====== Data shown ======

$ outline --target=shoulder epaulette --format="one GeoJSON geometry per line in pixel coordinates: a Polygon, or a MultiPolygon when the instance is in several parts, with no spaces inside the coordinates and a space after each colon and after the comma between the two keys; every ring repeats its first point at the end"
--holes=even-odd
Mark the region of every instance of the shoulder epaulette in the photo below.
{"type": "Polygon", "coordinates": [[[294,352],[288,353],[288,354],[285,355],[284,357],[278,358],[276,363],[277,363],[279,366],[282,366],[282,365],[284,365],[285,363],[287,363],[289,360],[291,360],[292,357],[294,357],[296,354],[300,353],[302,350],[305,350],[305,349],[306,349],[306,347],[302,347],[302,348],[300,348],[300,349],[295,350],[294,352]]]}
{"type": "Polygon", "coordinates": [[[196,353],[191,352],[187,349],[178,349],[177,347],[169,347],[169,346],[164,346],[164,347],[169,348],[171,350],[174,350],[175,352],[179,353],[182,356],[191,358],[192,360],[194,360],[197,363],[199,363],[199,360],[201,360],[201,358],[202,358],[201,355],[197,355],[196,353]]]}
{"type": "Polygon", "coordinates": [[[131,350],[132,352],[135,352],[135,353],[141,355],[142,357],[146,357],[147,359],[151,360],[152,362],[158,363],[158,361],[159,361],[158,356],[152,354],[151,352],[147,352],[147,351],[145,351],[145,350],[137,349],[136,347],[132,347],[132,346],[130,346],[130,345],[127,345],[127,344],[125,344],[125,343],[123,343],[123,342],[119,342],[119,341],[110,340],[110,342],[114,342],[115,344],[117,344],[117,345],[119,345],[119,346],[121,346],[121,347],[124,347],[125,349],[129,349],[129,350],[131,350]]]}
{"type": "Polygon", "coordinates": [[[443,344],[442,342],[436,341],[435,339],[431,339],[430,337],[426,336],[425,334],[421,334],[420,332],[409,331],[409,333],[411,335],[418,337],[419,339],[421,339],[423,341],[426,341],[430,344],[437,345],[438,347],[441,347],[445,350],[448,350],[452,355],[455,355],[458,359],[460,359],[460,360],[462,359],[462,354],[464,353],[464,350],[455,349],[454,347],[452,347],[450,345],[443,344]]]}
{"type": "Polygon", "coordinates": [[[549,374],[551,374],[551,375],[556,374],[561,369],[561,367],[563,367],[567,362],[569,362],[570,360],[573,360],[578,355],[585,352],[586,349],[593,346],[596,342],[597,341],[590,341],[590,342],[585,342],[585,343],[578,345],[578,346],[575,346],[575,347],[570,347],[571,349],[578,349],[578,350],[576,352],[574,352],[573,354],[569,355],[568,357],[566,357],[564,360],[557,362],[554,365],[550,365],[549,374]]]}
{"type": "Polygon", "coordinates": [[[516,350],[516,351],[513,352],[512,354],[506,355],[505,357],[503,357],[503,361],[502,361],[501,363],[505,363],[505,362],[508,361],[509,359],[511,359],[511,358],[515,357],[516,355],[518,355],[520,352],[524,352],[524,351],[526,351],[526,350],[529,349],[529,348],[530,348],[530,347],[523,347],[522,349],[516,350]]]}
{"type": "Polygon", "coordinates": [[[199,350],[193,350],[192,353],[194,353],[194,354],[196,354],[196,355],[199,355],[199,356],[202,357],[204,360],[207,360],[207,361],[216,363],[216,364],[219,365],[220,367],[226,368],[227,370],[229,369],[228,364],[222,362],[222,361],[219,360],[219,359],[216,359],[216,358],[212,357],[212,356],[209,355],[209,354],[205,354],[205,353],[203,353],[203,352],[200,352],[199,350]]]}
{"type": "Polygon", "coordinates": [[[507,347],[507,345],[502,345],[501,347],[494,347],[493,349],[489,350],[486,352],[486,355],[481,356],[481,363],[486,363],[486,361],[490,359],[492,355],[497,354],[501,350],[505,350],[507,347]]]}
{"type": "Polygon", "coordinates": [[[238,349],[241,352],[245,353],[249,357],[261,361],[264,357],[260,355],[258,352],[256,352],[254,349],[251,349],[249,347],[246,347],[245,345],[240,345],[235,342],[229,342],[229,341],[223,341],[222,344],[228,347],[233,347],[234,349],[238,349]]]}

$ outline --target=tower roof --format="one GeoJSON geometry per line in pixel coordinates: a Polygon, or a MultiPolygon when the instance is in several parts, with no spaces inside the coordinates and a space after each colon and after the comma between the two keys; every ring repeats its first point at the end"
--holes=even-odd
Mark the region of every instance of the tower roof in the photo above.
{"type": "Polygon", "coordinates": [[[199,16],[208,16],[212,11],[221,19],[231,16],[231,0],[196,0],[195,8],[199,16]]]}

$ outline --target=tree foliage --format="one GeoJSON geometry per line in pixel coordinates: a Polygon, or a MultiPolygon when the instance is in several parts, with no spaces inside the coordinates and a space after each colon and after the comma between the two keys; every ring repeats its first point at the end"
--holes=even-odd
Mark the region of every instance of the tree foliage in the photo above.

======

- **Assignment**:
Print each entry exactly as it appears above.

- **Result of the exercise**:
$ outline --target=shoulder epaulette --format="one GeoJSON geometry per line in pixel coordinates: a Polygon, or a MultiPolygon when the instance is in several parts, with no spaces inside the coordinates and a space after each colon and after the comma between the two keys; every ring repeats its first point at the end"
--holes=even-odd
Mark the region of every instance of the shoulder epaulette in the photo below.
{"type": "Polygon", "coordinates": [[[294,352],[288,353],[288,354],[285,355],[284,357],[278,358],[276,363],[277,363],[279,366],[282,366],[282,365],[284,365],[285,363],[287,363],[289,360],[291,360],[292,357],[294,357],[296,354],[300,353],[302,350],[305,350],[305,349],[306,349],[306,347],[302,347],[302,348],[300,348],[300,349],[295,350],[294,352]]]}
{"type": "Polygon", "coordinates": [[[196,353],[191,352],[187,349],[178,349],[177,347],[169,347],[169,346],[164,346],[164,347],[169,348],[171,350],[174,350],[175,352],[179,353],[182,356],[191,358],[192,360],[194,360],[197,363],[199,363],[199,360],[201,360],[201,358],[202,358],[201,355],[197,355],[196,353]]]}
{"type": "Polygon", "coordinates": [[[131,350],[132,352],[135,352],[135,353],[141,355],[142,357],[146,357],[147,359],[151,360],[152,362],[158,363],[158,361],[159,361],[158,356],[152,354],[151,352],[147,352],[147,351],[145,351],[145,350],[137,349],[136,347],[132,347],[132,346],[130,346],[130,345],[127,345],[127,344],[125,344],[125,343],[123,343],[123,342],[119,342],[119,341],[110,340],[110,342],[114,342],[115,344],[117,344],[117,345],[119,345],[119,346],[121,346],[121,347],[124,347],[125,349],[129,349],[129,350],[131,350]]]}
{"type": "Polygon", "coordinates": [[[443,344],[442,342],[436,341],[435,339],[431,339],[430,337],[426,336],[425,334],[421,334],[420,332],[409,331],[409,333],[411,335],[418,337],[419,339],[421,339],[423,341],[426,341],[430,344],[437,345],[438,347],[441,347],[445,350],[448,350],[452,355],[455,355],[458,359],[460,359],[460,360],[462,359],[462,354],[464,353],[464,350],[455,349],[454,347],[452,347],[450,345],[443,344]]]}
{"type": "Polygon", "coordinates": [[[549,374],[551,374],[551,375],[556,374],[561,369],[561,367],[563,367],[567,362],[569,362],[570,360],[573,360],[578,355],[585,352],[586,349],[593,346],[596,342],[597,341],[590,341],[590,342],[585,342],[585,343],[578,345],[578,346],[575,346],[575,347],[570,347],[571,349],[578,349],[578,350],[576,352],[574,352],[573,354],[569,355],[568,357],[566,357],[564,360],[557,362],[554,365],[550,365],[549,374]]]}
{"type": "Polygon", "coordinates": [[[516,350],[516,351],[513,352],[512,354],[506,355],[505,357],[503,357],[503,361],[502,361],[501,363],[505,363],[505,362],[508,361],[509,359],[511,359],[511,358],[515,357],[516,355],[518,355],[520,352],[524,352],[524,351],[526,351],[526,350],[529,349],[529,348],[530,348],[530,347],[523,347],[522,349],[516,350]]]}
{"type": "Polygon", "coordinates": [[[199,350],[193,350],[192,353],[194,353],[194,354],[196,354],[196,355],[199,355],[199,356],[202,357],[204,360],[207,360],[207,361],[216,363],[216,364],[219,365],[220,367],[226,368],[227,370],[229,369],[228,364],[222,362],[222,361],[219,360],[219,359],[216,359],[216,358],[212,357],[212,356],[209,355],[209,354],[205,354],[205,353],[203,353],[203,352],[200,352],[199,350]]]}
{"type": "Polygon", "coordinates": [[[507,347],[507,345],[502,345],[501,347],[494,347],[493,349],[489,350],[486,352],[486,355],[481,356],[481,363],[486,363],[486,361],[490,359],[492,355],[497,354],[501,350],[505,350],[507,347]]]}
{"type": "Polygon", "coordinates": [[[238,349],[241,352],[245,353],[249,357],[261,361],[264,357],[260,355],[258,352],[256,352],[254,349],[251,349],[249,347],[246,347],[245,345],[240,345],[235,342],[229,342],[229,341],[223,341],[222,344],[228,347],[233,347],[234,349],[238,349]]]}

$ outline --target=tower roof --format="one GeoJSON geometry per line in pixel coordinates: a Polygon, or a MultiPolygon when the instance is in several parts, with no spaces inside the coordinates and a space after each colon and after the comma between the two keys; every ring repeats its first point at the end"
--holes=even-odd
Mark the region of every instance of the tower roof in the photo above.
{"type": "Polygon", "coordinates": [[[199,16],[208,16],[212,11],[221,19],[231,16],[231,0],[196,0],[195,8],[199,16]]]}

$ outline --target=tree foliage --format="one GeoJSON geometry per line in pixel coordinates: a Polygon, or a MultiPolygon when the instance is in several parts, with no spaces inside the coordinates and a space after each colon and after the comma between the two keys; every ring repeats its first point at the end"
--holes=even-odd
Mark the region of every instance of the tree foliage in the photo above.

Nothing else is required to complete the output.